> **To-do list**:
1. In the article on St. Paul's new superintendent, how much did the school board pay to buy out the previous superintendent's contract?
2. Decide whether each statement agrees with the article on St. Paul's new superintendent: (a) Gothard served four years as superintendent of the Burnsville-Eagan-Savage School District. (b) Gothard is originally from St. Paul. (c) Gothard comes to the district with set ideas about its direction.
3. Transcribe the stretch of the article on St. Paul's new superintendent from "Fresh from a" through "million-per-year technology levy.".

> **Selected excerpt**:
────
The new superintendent of St. Paul Public Schools is 10 days into a job carrying high hopes and expectations. He is not just the new leader of the state's second-largest district, but the man for whom a change-minded school board cleared the way by buying out a previous superintendent's contract for $787,000.

Fresh from a four-year stint as superintendent of the Burnsville-Eagan-Savage School District, Gothard has shown an ability to reshape a school system. In the south metro, he led community conversations that produced a new strategic plan and a voter-approved $65 million building bond and $2.5 million-per-year technology levy.

But this week, when the 45-year-old Madison, Wis., native shakes hands along community parade routes on the East Side and in the historic Rondo neighborhood, he arrives with no preset notions about the direction of his new district. For now, Gothard sees himself as an "investigator" of sorts, he said in an interview Thursday, out to learn not just about what needs fixing, but also the pride that people have in St. Paul schools and the positive experiences their kids are having.

"We want to make sure that narrative is part of our work moving forward," he said.

He has notepad and pen at the ready. On July 1, his first day of work, Gothard's Twitter feed showed the page was, indeed, blank — wide open to ideas.
────
> **Given data**:
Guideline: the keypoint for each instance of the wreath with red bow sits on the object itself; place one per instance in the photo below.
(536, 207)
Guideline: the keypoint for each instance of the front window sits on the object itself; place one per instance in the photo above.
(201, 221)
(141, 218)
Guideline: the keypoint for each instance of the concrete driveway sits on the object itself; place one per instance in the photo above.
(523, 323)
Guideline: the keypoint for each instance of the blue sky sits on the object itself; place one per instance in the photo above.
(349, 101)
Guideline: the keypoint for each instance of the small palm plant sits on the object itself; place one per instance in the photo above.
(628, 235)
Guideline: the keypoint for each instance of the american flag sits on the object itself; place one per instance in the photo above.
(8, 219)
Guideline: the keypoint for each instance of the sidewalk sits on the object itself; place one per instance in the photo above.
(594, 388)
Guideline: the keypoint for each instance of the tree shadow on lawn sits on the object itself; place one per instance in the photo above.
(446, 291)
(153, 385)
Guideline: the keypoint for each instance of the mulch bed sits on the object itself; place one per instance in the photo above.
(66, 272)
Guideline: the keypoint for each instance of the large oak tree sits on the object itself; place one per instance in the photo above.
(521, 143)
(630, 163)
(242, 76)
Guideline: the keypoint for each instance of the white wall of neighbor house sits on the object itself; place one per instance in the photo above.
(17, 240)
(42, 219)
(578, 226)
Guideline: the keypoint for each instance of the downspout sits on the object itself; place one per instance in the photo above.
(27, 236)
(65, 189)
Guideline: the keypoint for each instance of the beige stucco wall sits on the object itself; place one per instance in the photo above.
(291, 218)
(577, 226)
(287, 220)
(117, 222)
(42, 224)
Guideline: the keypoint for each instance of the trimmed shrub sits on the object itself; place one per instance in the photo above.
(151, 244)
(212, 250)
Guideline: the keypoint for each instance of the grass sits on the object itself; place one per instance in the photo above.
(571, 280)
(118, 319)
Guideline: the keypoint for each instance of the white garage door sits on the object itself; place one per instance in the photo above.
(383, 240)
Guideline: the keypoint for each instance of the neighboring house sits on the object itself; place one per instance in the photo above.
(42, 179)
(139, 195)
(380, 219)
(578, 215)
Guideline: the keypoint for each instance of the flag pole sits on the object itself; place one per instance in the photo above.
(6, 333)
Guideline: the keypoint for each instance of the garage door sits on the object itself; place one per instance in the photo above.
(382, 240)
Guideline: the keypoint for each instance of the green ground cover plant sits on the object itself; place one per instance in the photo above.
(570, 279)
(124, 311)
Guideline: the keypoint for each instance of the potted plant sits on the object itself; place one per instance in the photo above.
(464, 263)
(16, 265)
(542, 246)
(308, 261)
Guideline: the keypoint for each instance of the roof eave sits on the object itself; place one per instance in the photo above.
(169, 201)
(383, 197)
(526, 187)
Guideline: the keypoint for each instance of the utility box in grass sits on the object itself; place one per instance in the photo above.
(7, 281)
────
> **Solutions**:
1. $787,000

2.
(a) Yes: "Fresh from a four-year stint as superintendent of the Burnsville-Eagan-Savage School District"
(b) No: "the 45-year-old Madison, Wis., native"
(c) No: "he arrives with no preset notions about the direction of his new district"

3.
Fresh from a four-year stint as superintendent of the Burnsville-Eagan-Savage School District, Gothard has shown an ability to reshape a school system. In the south metro, he led community conversations that produced a new strategic plan and a voter-approved $65 million building bond and $2.5 million-per-year technology levy.